Excerpt provided
I use the Hide feature to hide unused tracks, which is especially helpful during mixing. (Does anyone know if there's a "hide all unused tracks" command?)


----------



## Ashermusic (Mar 28, 2010)

synthetic @ Sun Mar 28 said:


> I use the Hide feature to hide unused tracks, which is especially helpful during mixing. (Does anyone know if there's a "hide all unused tracks" command?)



No, Jeff, but that is a good feature request that I will pass on.


----------



## Nick Batzdorf (Mar 28, 2010)

Another way to deal with the large template - the way I have Logic set up* is to load everything in the Environment, but only create tracks when you need them. There's a preference for not linking tracks when you create Environment objects somewhere in the Project settings, and I keep forgetting where it is.


* By the way, Jay, I forgot to mention that this was why I didn't know about the + sign in the mixer at the bottom of the Arrange window: I never use it.


----------



## dinerdog (Mar 28, 2010)

Anyone have any screenshots to share? TIA


----------



## synthetic (Mar 28, 2010)

Written instruction 1
Rewrite the part of the forum thread that begins at "Another way to" and ends after "dinerdog (Mar 28, 2010)", substituting "Library" for "Environment".
Written instruction 2
In the forum thread, what does Ashermusic say he will do with the idea of a "hide all unused tracks" command?
The lines after this point come from a different source.

Supplied information
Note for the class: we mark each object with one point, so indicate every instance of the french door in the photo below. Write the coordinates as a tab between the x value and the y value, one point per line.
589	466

Task response 1
Another way to deal with the large template - the way I have Logic set up* is to load everything in the Library, but only create tracks when you need them. There's a preference for not linking tracks when you create Library objects somewhere in the Project settings, and I keep forgetting where it is.


* By the way, Jay, I forgot to mention that this was why I didn't know about the + sign in the mixer at the bottom of the Arrange window: I never use it.


----------



## dinerdog (Mar 28, 2010)

Task response 2
He will pass it on as a feature request.